EXERCISE TASK:
Copy out each line of the material below with no changes.

PROVIDED DATA:

++++

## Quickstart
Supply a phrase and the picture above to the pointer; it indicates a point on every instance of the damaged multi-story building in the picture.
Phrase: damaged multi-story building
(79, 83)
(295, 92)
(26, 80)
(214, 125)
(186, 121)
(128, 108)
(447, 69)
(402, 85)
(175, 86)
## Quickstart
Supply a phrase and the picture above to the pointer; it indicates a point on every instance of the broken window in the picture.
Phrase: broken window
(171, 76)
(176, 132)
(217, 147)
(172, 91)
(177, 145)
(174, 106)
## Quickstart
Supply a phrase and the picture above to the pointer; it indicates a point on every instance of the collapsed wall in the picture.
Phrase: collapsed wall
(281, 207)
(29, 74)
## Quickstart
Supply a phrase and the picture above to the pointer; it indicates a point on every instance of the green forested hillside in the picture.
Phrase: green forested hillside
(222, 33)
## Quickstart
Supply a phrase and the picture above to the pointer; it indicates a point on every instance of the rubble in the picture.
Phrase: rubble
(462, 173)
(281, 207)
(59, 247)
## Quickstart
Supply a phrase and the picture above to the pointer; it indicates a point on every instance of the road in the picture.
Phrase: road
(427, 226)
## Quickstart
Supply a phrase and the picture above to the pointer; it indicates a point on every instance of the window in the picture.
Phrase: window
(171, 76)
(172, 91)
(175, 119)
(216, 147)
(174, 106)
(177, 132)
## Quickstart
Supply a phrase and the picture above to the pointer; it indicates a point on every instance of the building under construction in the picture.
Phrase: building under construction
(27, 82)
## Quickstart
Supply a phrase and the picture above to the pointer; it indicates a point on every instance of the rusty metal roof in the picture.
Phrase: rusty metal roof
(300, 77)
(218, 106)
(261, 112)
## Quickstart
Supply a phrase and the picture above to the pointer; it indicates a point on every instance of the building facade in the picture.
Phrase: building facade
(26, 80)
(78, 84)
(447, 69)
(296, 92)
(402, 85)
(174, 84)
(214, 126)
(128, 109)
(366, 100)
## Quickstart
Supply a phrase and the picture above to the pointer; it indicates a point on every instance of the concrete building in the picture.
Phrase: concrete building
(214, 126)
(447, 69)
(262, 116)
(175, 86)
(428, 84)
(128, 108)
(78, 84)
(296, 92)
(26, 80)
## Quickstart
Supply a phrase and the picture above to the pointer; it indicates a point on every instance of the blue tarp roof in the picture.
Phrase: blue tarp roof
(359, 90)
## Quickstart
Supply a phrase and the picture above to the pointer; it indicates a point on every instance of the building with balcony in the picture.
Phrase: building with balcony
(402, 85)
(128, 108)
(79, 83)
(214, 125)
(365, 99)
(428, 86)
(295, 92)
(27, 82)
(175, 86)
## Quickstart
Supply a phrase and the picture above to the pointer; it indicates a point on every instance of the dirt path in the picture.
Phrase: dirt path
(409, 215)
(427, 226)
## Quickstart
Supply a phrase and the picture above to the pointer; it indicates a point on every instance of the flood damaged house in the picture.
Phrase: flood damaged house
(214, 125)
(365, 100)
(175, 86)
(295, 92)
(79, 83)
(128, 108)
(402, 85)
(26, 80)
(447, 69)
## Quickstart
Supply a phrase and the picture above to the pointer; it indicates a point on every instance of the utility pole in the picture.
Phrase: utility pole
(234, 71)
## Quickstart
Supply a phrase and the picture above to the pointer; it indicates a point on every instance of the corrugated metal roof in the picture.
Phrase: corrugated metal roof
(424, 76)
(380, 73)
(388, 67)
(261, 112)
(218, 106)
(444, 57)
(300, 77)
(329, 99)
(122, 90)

++++

FINAL ANSWER:
## Quickstart
Supply a phrase and the picture above to the pointer; it indicates a point on every instance of the damaged multi-story building in the picture.
Phrase: damaged multi-story building
(79, 83)
(295, 92)
(26, 80)
(214, 125)
(186, 121)
(128, 108)
(447, 69)
(402, 85)
(175, 86)
## Quickstart
Supply a phrase and the picture above to the pointer; it indicates a point on every instance of the broken window in the picture.
Phrase: broken window
(171, 76)
(176, 132)
(217, 147)
(172, 91)
(177, 145)
(174, 106)
## Quickstart
Supply a phrase and the picture above to the pointer; it indicates a point on every instance of the collapsed wall in the picture.
Phrase: collapsed wall
(281, 207)
(29, 74)
## Quickstart
Supply a phrase and the picture above to the pointer; it indicates a point on every instance of the green forested hillside in the picture.
Phrase: green forested hillside
(222, 33)
## Quickstart
Supply a phrase and the picture above to the pointer; it indicates a point on every instance of the rubble in the picture.
Phrase: rubble
(462, 173)
(281, 207)
(59, 247)
## Quickstart
Supply a phrase and the picture above to the pointer; it indicates a point on every instance of the road in the picture.
Phrase: road
(427, 226)
## Quickstart
Supply a phrase and the picture above to the pointer; it indicates a point on every instance of the window in the picture.
Phrase: window
(171, 76)
(172, 91)
(175, 119)
(216, 147)
(174, 106)
(177, 132)
## Quickstart
Supply a phrase and the picture above to the pointer; it indicates a point on every instance of the building under construction in the picture.
Phrase: building under construction
(27, 82)
## Quickstart
Supply a phrase and the picture above to the pointer; it indicates a point on every instance of the rusty metal roof in the picture.
Phrase: rusty metal roof
(300, 77)
(218, 106)
(261, 112)
## Quickstart
Supply a phrase and the picture above to the pointer; it indicates a point on every instance of the building facade in the picture.
Phrase: building facade
(26, 80)
(78, 84)
(447, 69)
(296, 92)
(402, 85)
(174, 84)
(214, 126)
(128, 109)
(366, 100)
## Quickstart
Supply a phrase and the picture above to the pointer; it indicates a point on every instance of the concrete building in the picture.
Phrase: concrete building
(214, 126)
(447, 69)
(262, 116)
(175, 86)
(428, 84)
(128, 108)
(78, 84)
(296, 92)
(26, 80)
## Quickstart
Supply a phrase and the picture above to the pointer; it indicates a point on every instance of the blue tarp roof in the picture.
Phrase: blue tarp roof
(359, 90)
## Quickstart
Supply a phrase and the picture above to the pointer; it indicates a point on every instance of the building with balcony in the picture.
Phrase: building with balcony
(402, 85)
(128, 108)
(79, 83)
(214, 125)
(365, 99)
(428, 86)
(295, 92)
(27, 82)
(175, 86)
## Quickstart
Supply a phrase and the picture above to the pointer; it indicates a point on every instance of the dirt path in the picture.
Phrase: dirt path
(409, 215)
(427, 226)
## Quickstart
Supply a phrase and the picture above to the pointer; it indicates a point on every instance of the flood damaged house in the picture.
Phrase: flood damaged house
(214, 125)
(365, 100)
(175, 86)
(295, 92)
(79, 83)
(128, 108)
(402, 85)
(26, 80)
(447, 69)
## Quickstart
Supply a phrase and the picture above to the pointer; it indicates a point on every instance of the utility pole in the picture.
Phrase: utility pole
(234, 71)
## Quickstart
Supply a phrase and the picture above to the pointer; it indicates a point on every instance of the corrugated metal roof in the picture.
Phrase: corrugated metal roof
(424, 76)
(380, 73)
(388, 67)
(261, 112)
(218, 106)
(444, 57)
(300, 77)
(329, 99)
(122, 90)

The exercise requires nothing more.